* Requirement *
Please pull out every line of the items below that contains the word "body" and copy each one in full.

* Given records *

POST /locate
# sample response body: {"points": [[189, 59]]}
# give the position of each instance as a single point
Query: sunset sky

* * *

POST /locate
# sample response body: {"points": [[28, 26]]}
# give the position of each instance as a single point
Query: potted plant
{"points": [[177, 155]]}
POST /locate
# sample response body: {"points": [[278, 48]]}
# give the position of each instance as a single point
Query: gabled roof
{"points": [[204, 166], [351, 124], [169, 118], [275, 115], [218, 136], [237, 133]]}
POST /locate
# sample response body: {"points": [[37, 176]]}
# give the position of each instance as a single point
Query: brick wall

* Answer to this exercise *
# sample response body: {"points": [[189, 59]]}
# sample response body: {"points": [[28, 26]]}
# sample response body: {"points": [[278, 48]]}
# sample response body: {"points": [[37, 176]]}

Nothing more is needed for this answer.